- _Document text_

____________________

Baking The Cake
Written 02-07-2024
Introduction
In my opinion, there is no true motivator better than a deadline. Without a solid goalpost to compare against it is easy to push things back to "eventually" and "later" -- and this is what happened with some of the features on the ADV Draft section of this website for quite some time. Fortunately, the deadline I'd needed had come to me: soon, Emerald Open 5 will open signups and what will essentially be the 2025 ADV Draft season will begin. This deadline spurred me to work on some database features and functionality I had previously teased but had put no action towards -- which I am writing this post to talk about, as I very much enjoyed the technical aspects of implementing them. The previous ADV Draft blogpost I wrote, Using a Real Oven, laid out the groundwork for what I wanted to add, and reading that post now serves as a happy reminder of how far the site has come to its arrival at Version 1.0.
Player Aliasing and the Unified Player ID
An issue that I brought up in Using a Real Oven is that of player aliasing -- namely, the fact that players have changed names over the course of the sample I have in the database. This is sometimes voluntary, but the biggest shift came between Emerald Open 3 and Emerald Open 4 with the dropping of the four-digit identifier from Discord usernames. As a result, players that have multiple tournament appearances from both before 2024 and in 2024 are likely to have results under two different aliases. I get around this by implementing something called a "United Player Alias" which unifies player results under one name. Each team reads results from the battle log, players aggregate teams that are associated with their player name, and the unified player alias aggregates results for the same player that are under different names and assigns a Unified Player ID. I keep track of these both in a separate Google Sheet and a table in the database

An example of player consolidation into a single "Unified Player ID".
This aggregation allows me to truly capture a player's results across all tournaments. The player search function on the website still uses all known aliases (you can look up "Zugu", "Zugubu" or "Zugubu Royale" and get the same result), while player profiles show just the Unified Player Alias and associated teams and results.
Ribbons / Tournament Accolades
Starting in the third generation of Pokemon games, players can get ribbons for their guys that can be seen on the summary screen for various accomplishments -- beating the game, participating in contests, and more. I thought that this would be a nice touch to add to the website to highlight player accomplishments. And, thus, the Accolades section of the player profile and the jokes that I only design ribbons were born. I believe there are four types of ADV Draft tournament: Major, Large, Small, and Invitational. Major tournaments have 128 or more players, Large tournaments have 64 or more players, Invitationals are closed-invite, and Small tournaments are those that don't fall into these other categories. With more players in a tournament, it presents more opportunity to get an impressive result, which is why I use and direct people to percentile placement as a metric to judge results. 2nd out of 64 is arguably more impressive than 1st out of 16 in the same level of competition, and the percentile placement of these results reflects this. When assigning accolades to high results, I decided to use Emerald Open 1 as a baseline and assign ribbons based on the following thresholds:
- Winner Ribbon: Win The Tournament
- 2nd Ribbon: Place in the top 3.125%
- 3rd Ribbon: Place in the top 12.5%



The Emerald Open ribbons.

____________________

- _Data provided_
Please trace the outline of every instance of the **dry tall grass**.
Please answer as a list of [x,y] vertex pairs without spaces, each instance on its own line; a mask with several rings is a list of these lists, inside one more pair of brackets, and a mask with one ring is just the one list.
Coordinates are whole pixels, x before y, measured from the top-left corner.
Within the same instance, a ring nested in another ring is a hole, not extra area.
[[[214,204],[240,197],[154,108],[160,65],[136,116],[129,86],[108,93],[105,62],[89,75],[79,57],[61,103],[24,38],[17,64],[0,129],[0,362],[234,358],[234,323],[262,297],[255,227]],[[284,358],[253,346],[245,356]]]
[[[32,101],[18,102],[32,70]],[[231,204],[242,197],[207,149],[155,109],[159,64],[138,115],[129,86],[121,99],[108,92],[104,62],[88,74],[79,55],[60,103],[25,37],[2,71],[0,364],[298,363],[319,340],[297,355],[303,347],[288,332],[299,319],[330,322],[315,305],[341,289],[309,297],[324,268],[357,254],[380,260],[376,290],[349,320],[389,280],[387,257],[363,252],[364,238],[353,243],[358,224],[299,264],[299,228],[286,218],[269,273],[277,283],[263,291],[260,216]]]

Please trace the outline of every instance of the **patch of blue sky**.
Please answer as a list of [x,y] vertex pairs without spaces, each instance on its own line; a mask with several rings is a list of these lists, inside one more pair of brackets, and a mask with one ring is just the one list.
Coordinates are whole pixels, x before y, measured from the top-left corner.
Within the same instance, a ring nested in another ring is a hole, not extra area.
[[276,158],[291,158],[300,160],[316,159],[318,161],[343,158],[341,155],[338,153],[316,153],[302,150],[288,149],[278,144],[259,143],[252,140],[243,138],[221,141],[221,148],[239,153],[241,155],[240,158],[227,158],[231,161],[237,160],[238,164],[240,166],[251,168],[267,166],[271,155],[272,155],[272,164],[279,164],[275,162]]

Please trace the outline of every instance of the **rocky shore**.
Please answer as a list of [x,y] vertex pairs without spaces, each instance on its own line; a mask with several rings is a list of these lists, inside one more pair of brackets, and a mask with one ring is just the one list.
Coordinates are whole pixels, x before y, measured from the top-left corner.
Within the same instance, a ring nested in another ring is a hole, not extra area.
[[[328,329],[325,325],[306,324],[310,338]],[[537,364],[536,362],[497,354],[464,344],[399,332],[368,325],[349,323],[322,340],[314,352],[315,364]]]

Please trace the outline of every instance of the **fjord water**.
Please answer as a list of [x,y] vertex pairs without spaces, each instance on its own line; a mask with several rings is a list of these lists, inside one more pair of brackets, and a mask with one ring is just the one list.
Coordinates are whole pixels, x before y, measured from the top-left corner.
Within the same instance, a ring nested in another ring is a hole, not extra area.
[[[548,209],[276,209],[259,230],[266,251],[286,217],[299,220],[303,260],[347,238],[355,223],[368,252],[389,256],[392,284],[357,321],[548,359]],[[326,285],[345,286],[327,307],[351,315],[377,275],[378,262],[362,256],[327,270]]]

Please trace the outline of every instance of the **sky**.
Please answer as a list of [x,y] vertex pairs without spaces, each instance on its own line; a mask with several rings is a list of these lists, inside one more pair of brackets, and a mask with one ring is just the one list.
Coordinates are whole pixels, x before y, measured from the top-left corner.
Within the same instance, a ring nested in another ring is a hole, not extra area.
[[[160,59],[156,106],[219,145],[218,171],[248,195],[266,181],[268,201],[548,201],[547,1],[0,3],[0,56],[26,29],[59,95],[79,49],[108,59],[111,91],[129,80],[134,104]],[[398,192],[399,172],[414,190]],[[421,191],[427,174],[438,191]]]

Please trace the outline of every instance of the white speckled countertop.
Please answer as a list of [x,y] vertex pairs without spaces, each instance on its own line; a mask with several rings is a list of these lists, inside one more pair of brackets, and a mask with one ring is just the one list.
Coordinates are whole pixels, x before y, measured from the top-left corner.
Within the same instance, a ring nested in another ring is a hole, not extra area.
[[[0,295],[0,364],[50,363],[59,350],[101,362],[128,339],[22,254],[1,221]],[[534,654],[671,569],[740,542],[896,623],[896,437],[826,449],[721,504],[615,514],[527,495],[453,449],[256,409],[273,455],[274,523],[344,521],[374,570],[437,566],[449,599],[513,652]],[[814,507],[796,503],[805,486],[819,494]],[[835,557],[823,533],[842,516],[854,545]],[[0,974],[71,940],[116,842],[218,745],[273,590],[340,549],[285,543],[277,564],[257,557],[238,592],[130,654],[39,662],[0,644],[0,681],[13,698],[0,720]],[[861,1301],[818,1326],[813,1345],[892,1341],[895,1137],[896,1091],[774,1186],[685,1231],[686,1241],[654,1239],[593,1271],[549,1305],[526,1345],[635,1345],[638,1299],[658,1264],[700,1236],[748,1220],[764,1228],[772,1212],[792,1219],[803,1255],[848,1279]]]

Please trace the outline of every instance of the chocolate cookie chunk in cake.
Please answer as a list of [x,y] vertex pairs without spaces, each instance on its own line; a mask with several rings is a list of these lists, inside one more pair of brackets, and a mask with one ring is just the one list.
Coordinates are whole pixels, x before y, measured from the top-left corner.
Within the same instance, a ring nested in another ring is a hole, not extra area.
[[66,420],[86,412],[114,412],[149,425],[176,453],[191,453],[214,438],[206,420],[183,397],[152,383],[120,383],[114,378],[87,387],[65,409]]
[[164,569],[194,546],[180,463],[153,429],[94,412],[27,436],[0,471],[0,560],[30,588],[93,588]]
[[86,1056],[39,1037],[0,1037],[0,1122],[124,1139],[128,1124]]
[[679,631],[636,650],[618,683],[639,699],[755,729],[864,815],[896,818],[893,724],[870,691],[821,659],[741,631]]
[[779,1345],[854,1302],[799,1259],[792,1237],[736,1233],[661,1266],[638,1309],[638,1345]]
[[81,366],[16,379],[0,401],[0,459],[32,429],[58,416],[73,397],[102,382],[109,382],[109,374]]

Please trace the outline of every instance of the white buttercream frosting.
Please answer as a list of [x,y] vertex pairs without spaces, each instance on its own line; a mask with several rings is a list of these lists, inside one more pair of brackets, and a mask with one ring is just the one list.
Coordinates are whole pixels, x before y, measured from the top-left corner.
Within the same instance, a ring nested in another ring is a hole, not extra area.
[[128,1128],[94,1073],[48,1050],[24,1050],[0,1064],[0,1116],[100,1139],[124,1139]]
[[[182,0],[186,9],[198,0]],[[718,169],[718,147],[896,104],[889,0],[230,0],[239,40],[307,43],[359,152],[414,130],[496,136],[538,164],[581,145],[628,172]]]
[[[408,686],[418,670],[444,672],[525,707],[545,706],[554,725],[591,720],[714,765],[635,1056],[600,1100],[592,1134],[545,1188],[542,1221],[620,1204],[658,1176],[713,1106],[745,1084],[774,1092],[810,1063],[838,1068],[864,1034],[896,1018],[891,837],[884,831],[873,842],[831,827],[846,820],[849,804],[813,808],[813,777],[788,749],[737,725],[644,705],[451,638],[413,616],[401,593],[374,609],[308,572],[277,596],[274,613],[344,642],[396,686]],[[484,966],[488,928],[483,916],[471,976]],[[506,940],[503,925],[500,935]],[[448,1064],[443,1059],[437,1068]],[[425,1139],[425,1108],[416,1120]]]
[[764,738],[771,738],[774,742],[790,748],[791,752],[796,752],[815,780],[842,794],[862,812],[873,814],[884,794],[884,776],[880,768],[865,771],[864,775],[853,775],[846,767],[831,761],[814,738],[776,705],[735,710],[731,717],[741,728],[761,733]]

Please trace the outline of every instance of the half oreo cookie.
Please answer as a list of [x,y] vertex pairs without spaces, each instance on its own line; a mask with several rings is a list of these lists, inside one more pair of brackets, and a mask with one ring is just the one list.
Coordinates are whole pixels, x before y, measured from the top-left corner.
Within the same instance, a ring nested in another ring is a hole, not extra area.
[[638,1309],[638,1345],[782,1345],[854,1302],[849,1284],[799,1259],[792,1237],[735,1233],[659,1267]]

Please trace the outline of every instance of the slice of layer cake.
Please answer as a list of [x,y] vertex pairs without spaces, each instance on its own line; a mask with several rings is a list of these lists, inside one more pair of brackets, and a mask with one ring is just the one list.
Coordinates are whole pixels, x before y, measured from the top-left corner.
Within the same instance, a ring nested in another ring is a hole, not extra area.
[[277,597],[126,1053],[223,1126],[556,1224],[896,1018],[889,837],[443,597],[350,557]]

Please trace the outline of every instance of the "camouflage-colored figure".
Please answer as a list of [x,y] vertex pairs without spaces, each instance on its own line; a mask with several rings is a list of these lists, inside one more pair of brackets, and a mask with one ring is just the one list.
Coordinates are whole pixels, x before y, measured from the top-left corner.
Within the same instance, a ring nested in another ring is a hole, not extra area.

____________________

- _Prompt_
Repeat the passage from the ADV Draft post word for word, starting at "This aggregation allows" and ending at "teams and results.". This task doesn't use the material.

- _Output below_
This aggregation allows me to truly capture a player's results across all tournaments. The player search function on the website still uses all known aliases (you can look up "Zugu", "Zugubu" or "Zugubu Royale" and get the same result), while player profiles show just the Unified Player Alias and associated teams and results.